Items from a dataset

□ □ □

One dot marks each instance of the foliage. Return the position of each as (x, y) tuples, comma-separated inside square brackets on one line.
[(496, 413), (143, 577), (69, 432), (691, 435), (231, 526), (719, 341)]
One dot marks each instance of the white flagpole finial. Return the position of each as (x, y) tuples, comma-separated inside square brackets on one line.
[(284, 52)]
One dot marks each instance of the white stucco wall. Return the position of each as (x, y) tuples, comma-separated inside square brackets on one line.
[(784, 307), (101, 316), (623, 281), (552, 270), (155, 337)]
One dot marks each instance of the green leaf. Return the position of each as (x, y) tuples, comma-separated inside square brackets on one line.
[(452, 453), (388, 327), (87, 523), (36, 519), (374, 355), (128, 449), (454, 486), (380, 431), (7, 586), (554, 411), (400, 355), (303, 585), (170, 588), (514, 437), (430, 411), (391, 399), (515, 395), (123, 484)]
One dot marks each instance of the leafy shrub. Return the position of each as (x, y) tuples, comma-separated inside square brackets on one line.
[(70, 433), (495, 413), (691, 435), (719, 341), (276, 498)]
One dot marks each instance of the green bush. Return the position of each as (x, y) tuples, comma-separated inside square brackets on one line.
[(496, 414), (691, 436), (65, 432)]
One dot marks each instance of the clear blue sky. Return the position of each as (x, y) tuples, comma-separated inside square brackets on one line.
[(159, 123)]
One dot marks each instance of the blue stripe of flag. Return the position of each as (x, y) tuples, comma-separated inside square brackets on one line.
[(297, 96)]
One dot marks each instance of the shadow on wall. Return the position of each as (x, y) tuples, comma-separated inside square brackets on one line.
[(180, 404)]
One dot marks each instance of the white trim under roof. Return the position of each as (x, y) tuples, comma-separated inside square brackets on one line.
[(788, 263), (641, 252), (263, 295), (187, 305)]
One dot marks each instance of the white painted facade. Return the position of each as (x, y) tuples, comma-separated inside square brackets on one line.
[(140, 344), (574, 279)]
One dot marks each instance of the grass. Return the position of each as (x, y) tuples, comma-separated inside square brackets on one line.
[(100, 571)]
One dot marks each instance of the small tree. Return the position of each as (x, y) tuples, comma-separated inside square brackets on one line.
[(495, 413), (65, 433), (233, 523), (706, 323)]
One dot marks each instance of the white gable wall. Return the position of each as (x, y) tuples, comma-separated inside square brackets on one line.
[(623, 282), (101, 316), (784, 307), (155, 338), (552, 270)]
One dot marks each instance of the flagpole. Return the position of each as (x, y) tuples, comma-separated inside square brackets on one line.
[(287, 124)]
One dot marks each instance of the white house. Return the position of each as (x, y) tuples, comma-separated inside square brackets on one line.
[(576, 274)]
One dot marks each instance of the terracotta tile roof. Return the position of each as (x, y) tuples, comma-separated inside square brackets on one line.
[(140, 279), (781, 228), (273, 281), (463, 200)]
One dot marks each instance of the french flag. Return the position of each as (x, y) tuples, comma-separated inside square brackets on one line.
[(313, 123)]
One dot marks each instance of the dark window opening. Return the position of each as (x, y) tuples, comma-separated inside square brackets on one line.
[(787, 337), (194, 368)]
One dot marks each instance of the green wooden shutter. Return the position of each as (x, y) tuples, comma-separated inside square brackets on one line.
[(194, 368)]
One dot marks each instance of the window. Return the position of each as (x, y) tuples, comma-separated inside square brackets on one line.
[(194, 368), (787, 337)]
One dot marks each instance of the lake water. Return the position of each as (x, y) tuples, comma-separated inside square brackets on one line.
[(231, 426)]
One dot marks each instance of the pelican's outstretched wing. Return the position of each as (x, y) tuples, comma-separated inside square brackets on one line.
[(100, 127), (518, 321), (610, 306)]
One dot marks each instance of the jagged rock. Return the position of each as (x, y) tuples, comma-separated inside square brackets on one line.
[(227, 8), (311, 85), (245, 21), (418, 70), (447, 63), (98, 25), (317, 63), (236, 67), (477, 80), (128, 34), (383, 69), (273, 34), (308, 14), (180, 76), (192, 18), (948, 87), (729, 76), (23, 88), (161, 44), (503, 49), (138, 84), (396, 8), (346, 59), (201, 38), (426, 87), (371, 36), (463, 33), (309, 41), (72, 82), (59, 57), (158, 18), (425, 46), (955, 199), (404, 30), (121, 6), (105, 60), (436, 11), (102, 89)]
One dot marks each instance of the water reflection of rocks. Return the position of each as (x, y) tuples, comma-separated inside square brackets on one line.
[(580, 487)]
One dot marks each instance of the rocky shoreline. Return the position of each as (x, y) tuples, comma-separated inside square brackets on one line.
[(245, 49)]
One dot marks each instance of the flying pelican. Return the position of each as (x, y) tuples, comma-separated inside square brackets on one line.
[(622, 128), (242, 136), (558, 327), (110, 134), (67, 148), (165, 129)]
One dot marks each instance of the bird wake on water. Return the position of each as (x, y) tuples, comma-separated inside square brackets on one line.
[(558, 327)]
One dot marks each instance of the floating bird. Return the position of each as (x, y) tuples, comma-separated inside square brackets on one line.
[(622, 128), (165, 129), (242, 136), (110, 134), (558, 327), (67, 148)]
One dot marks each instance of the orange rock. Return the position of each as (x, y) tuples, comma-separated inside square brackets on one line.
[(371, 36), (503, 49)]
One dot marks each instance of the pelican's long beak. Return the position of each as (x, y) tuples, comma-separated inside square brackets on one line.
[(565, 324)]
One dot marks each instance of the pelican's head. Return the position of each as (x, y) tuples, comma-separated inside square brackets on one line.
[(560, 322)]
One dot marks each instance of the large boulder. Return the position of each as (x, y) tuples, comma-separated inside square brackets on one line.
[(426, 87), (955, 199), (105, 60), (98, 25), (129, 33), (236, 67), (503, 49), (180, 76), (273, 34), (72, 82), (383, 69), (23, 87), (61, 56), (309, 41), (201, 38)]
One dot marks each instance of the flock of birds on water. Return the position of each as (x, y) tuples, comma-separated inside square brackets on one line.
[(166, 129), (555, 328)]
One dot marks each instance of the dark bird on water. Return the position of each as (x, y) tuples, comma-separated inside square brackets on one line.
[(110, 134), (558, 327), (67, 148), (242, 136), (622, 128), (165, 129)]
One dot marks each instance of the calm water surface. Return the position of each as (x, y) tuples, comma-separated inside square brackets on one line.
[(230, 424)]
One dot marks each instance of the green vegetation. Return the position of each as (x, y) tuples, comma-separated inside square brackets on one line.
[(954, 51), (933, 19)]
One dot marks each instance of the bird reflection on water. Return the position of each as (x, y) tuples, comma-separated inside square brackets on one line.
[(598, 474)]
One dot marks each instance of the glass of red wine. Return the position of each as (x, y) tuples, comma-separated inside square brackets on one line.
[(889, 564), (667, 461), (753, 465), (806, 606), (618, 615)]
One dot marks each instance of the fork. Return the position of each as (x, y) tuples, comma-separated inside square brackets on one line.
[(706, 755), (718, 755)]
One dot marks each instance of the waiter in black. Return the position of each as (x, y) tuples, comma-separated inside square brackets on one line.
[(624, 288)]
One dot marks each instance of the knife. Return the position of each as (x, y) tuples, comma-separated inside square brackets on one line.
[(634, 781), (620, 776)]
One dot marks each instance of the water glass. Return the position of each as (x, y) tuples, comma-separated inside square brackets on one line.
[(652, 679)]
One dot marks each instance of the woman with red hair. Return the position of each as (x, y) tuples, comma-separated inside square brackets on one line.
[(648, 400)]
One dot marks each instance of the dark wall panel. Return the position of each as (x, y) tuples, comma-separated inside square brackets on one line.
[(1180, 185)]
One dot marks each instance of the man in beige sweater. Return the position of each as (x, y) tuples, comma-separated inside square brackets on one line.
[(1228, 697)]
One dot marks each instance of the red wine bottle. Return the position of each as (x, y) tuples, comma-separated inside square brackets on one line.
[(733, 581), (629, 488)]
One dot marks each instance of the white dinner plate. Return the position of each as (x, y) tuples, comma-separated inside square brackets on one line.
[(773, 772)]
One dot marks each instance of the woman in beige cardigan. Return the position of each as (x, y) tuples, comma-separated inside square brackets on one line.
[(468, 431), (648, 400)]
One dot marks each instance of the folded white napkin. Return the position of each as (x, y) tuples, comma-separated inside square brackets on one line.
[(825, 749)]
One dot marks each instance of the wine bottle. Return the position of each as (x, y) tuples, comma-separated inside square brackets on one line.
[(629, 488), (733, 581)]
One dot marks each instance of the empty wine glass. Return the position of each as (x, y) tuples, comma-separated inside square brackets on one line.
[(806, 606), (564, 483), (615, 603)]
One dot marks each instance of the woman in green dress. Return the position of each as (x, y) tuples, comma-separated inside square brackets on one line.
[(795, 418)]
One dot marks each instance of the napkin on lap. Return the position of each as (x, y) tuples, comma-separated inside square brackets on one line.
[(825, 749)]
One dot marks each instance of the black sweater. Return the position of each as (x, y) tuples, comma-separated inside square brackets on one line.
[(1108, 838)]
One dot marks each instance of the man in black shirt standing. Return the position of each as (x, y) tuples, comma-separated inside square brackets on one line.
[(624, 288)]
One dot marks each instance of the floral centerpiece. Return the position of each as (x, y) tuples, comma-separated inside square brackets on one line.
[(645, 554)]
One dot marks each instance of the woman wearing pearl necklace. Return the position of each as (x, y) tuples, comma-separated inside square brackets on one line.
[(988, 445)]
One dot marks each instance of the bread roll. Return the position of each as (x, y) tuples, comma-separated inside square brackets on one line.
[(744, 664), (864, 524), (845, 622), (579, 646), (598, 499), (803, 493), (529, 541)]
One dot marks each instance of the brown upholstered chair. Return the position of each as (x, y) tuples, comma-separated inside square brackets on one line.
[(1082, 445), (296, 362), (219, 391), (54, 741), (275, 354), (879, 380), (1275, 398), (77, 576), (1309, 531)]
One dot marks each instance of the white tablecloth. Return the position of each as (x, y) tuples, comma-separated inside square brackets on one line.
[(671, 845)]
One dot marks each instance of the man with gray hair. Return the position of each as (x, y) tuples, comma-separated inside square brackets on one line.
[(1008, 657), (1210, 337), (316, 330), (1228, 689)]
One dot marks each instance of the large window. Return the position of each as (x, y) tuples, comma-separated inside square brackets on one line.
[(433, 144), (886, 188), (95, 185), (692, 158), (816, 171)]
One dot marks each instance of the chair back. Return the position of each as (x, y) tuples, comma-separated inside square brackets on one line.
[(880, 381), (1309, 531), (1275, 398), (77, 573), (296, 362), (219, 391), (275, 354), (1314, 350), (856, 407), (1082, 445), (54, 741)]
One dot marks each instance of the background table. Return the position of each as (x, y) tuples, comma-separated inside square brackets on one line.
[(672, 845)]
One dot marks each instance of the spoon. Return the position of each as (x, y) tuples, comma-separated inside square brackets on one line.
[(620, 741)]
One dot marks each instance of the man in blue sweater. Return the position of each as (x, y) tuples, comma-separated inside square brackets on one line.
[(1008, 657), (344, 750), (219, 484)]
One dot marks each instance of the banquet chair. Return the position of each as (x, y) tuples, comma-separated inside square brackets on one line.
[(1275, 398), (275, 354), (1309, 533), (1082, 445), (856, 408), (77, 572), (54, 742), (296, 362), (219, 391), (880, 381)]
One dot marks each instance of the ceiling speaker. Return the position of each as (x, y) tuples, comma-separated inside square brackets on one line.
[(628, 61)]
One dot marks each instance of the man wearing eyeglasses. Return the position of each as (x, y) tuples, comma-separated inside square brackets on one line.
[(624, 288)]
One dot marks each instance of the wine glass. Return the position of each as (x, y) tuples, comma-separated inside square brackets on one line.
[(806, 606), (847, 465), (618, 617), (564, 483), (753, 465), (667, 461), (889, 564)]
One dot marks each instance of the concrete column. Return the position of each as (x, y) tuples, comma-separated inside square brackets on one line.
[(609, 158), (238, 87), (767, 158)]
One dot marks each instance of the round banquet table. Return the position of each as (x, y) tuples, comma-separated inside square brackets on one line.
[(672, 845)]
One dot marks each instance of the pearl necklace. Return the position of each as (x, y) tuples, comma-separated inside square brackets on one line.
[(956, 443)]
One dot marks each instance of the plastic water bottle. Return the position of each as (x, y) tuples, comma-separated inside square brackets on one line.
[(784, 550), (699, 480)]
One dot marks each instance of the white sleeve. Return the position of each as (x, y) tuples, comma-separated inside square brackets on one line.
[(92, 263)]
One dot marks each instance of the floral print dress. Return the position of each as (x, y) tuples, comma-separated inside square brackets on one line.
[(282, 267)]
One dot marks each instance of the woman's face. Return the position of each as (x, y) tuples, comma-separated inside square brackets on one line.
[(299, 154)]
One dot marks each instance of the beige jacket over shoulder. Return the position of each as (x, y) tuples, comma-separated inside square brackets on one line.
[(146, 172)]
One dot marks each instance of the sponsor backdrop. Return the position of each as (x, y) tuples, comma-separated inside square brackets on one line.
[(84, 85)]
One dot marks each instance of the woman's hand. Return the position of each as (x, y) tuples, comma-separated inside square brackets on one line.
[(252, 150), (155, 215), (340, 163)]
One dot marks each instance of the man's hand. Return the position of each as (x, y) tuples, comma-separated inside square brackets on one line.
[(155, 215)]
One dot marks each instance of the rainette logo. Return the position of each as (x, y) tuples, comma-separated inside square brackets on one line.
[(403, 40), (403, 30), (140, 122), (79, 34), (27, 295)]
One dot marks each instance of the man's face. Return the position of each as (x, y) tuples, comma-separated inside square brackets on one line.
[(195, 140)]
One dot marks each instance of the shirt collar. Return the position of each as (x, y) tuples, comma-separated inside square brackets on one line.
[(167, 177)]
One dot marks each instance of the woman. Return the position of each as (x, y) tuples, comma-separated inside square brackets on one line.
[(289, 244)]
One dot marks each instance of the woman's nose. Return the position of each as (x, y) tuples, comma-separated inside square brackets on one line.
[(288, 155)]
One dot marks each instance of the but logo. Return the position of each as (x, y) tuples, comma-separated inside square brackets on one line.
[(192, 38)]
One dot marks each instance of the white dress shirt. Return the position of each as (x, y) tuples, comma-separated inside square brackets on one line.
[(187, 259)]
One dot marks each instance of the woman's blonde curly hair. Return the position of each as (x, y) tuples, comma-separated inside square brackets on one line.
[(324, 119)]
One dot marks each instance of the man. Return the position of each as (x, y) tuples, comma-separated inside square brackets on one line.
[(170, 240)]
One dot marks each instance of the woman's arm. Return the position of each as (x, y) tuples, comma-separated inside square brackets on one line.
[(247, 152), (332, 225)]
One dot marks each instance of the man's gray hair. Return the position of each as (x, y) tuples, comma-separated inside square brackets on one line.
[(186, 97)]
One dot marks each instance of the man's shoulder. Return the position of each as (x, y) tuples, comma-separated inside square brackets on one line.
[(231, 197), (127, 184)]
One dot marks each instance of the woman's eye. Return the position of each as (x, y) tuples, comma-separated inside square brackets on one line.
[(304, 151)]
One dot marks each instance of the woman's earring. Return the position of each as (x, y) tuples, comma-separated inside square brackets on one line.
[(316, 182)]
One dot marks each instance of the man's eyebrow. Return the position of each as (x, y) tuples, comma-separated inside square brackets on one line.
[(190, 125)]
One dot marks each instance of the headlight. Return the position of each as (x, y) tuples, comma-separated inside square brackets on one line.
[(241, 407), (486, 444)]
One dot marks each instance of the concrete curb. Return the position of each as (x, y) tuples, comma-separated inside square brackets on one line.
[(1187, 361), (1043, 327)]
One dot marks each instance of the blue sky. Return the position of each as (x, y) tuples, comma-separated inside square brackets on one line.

□ □ □

● WHAT TO DO
Print every line from the one that contains "One dot marks each instance of the headlight." to the end of the records, exactly as written, and nothing more.

● EXERCISE RESULT
One dot marks each instance of the headlight. Return the position of each as (x, y) tuples, comma-separated inside square brackets on one line.
[(241, 407), (486, 444)]
One dot marks each instance of the concrete curb. Return the position of each as (x, y) tuples, comma-separated inside square brackets on one line.
[(1187, 361), (1043, 327)]
One dot marks each instance of the blue sky. Return the position of each as (x, y) tuples, comma-separated inside square brackets on one line.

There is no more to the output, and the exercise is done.